### Explore the material
A – In the article on possible US strikes in Syria, what did Russia do with its warships after Trump threatened strikes?
B – Write a continuation of the article on possible US strikes in Syria, picking up after its final sentence.

━━━ Document extract ━━━

Phone calls intercepted by a US-funded news organization allegedly captured Russian military contractors detailing the humiliating defeat. "We got our f--- asses beat rough, my men called me ... They're there drinking now ... many have gone missing ... it's a total f--- up," one Russian paramilitary chief said, according to Polygraph.info, the US-funded fact-checking website.
France 24 published an interview in February with a man it described as a Russian paramilitary chief who said more Russians were volunteering to fight in Syria for revenge after the embarrassing loss.
As President Donald Trump has cryptically hinted at looming action on Syria, a new report says he may have nailed down eight potential locations to strike.
Citing an unnamed source, CNBC reported on Thursday that the US had selected eight possible targets in Syria, including two airfields, a research facility, and a chemical weapons facility.
Such a strike would amount to punitive action against Syria for what the US and its allies consider a blatant use of chemical weapons against Syrian civilians. But it would still carry the risk of sparking a war with Russia.
Ryan Bohl, a Middle East analyst at the geopolitical consulting firm Stratfor, told Business Insider that though Syria's chemical weapons facilities lay under the umbrella of Russia's air defenses, they were not actually close enough that a strike on the facilities would endanger Russian troops.
Russia has threatened to use its air defenses against US missile strikes, and Russian officials have threatened to counterattack if US missiles fly over Syria, potentially by attacking US Navy ships or submarines.
Dmitry Gorenburg, a senior research scientist at Harvard's Davis Center for Russian and Eurasian Studies, told Business Insider that Russia had flown aircraft specializing in anti-submarine warfare to Syria. Russia has also moved its warships out of a naval base in Syria out of concern for their safety after Trump threatened strikes.
Russia operates out of airfields in Syria, but it's unclear whether the US would target those. Syria has moved most of its jets to bases with Russian protection for fear of a strike, the CNBC report said.
The White House press secretary, Sarah Huckabee Sanders, indicated on Wednesday that the US wasn't afraid to target Russian assets in a strike on Syria. But a Russian newspaper reported that the US had been coordinating with Russia to avoid hitting its troops and would provide a list of targets before a strike to avoid escalating conflict between the world's two largest nuclear powers.

━━━ Data ━━━

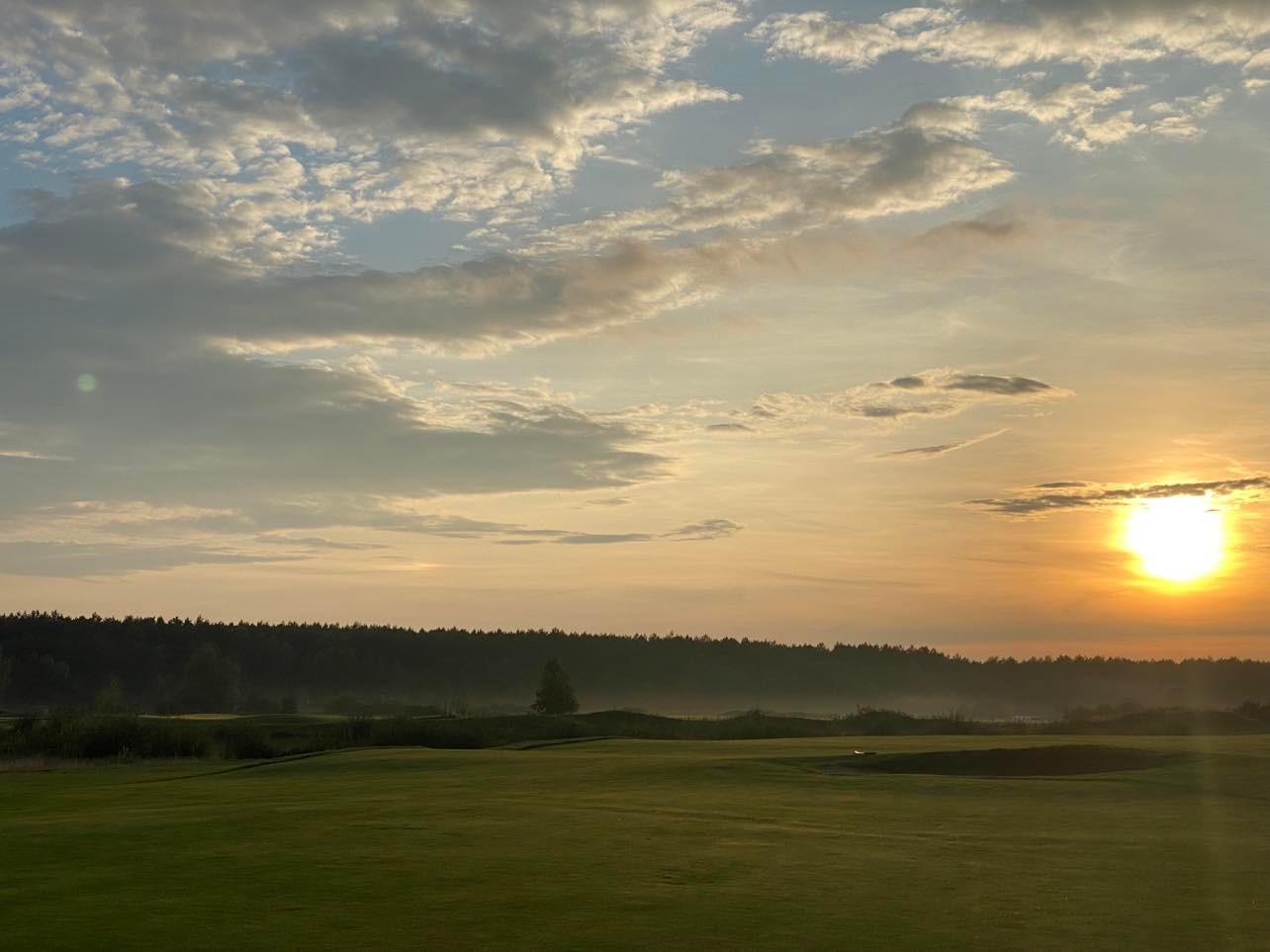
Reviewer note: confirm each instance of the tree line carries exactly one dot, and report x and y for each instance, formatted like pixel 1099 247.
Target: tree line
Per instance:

━━━

### Answer section
A – Russia moved its warships out of a naval base in Syria out of concern for their safety.

B –
Russia's ambassador to the UN, Vassily Nebenzia, urged the US on Thursday to avoid military action, saying the "immediate priority is to avert the danger of war."
Asked whether he was referring to a war between the US and Russia, Nebenzia said: "We cannot exclude any possibilities, unfortunately, because we saw messages that are coming from Washington — they were very bellicose. They know we are there. I wish there was dialect through the proper channels on this to avert any dangerous developments."
He added: "The danger of escalation is higher than simply Syria because our military are there ... So the situation is very dangerous."
Trump is trying to punish Syria, not start World War 3
Several experts have told Business Insider that despite Russia's tough talk, Russian President Vladimir Putin does not want a war with the US.
"Putin is not interested in a shooting war with the West," Gorenburg said.
Gorenburg said that because a war could escalate into a nuclear conflict between the US and Russia, and because "the Russian conventional forces just aren't as strong as the US forces," such a fight "would not be a good outcome for Russia."
So far, Trump has played coy about the timing of a strike on Syria.
"We're looking very, very seriously, very closely at that whole situation, and we'll see what happens, folks," he said Thursday, adding that a strike could happen "fairly soon."
Meanwhile, France and the UK have been openly considering participating in a strike and sending forces to the region.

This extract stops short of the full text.